Exercise: Transcribe only the lines of the listing below from the one holding "Target: tree trunk" through the one holding "Target: sky", inclusive, without any change.

Data listing Start Marker

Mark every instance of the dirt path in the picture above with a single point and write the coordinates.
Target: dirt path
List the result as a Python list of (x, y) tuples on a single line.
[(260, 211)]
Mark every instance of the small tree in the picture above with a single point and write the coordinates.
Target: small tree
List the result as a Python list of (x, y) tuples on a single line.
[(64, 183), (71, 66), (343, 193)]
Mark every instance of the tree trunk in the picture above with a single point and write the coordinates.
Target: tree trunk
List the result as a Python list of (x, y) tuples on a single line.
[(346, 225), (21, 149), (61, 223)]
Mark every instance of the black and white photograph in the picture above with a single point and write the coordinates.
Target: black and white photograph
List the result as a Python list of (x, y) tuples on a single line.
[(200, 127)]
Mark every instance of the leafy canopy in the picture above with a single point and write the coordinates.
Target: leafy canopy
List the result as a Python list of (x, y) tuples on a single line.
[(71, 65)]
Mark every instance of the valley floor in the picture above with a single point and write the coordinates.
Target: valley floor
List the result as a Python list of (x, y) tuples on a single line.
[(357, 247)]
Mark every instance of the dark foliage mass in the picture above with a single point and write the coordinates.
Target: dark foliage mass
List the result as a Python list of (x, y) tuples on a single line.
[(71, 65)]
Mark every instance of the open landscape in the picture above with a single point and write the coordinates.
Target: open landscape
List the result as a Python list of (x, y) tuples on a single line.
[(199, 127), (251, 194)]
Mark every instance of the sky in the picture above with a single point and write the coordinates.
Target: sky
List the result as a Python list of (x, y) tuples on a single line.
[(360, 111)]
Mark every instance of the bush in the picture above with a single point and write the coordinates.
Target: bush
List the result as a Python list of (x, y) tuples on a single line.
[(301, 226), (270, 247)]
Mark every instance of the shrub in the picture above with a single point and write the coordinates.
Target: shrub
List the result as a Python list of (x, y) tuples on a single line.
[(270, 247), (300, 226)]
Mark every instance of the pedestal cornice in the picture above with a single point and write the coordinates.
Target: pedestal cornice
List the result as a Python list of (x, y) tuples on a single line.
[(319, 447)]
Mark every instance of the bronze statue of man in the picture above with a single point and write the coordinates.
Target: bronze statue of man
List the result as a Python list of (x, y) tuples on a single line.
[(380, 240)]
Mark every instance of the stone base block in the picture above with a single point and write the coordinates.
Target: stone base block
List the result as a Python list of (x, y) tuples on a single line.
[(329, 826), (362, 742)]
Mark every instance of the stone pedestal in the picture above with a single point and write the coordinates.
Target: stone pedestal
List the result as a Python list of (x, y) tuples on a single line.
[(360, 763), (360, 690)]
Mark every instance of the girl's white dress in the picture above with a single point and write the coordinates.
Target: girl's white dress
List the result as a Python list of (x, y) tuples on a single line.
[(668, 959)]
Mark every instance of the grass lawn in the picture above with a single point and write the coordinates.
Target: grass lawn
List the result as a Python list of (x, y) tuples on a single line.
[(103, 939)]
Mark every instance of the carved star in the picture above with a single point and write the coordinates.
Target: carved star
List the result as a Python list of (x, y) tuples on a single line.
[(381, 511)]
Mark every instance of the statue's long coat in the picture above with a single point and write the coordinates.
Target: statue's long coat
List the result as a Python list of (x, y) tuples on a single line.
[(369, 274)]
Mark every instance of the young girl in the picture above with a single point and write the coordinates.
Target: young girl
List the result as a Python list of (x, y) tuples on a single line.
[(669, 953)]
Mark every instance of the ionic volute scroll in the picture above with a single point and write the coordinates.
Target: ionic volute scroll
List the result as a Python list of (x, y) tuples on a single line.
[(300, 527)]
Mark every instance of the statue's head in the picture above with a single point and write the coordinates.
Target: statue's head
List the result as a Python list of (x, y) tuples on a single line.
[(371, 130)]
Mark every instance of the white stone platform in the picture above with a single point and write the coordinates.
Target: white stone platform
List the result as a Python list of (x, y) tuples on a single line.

Data listing End Marker

Response box:
Target: tree trunk
List the result as a Python list of (x, y) tuples on a single line.
[(346, 225), (21, 149), (61, 223)]
Mark every instance of the black and white photograph in the picture above with a single point and write the coordinates.
Target: black and white photograph
List the result as a Python list of (x, y) tuples on a single line.
[(200, 127)]
Mark every instance of the leafy canopy in the picture above with a single point and write the coordinates.
Target: leafy canopy
List the result as a Python list of (x, y) tuples on a single line.
[(71, 65)]
Mark every instance of the valley floor in the picture above with a single point and write the coordinates.
Target: valley floor
List the result as a Python list of (x, y) tuples on a single line.
[(357, 247)]
Mark every instance of the dark foliage mass in the picture above with a single point and write the coordinates.
Target: dark foliage mass
List the result as a Python list of (x, y) tuples on a single line.
[(71, 65)]
Mark every instance of the open landscape in the picture above with a single point and write the coordinates.
Target: open landscape
List the result as a Python list of (x, y) tuples on a single line.
[(199, 127), (251, 194)]
Mark every instance of the sky in the picture above with a single point and write the coordinates.
Target: sky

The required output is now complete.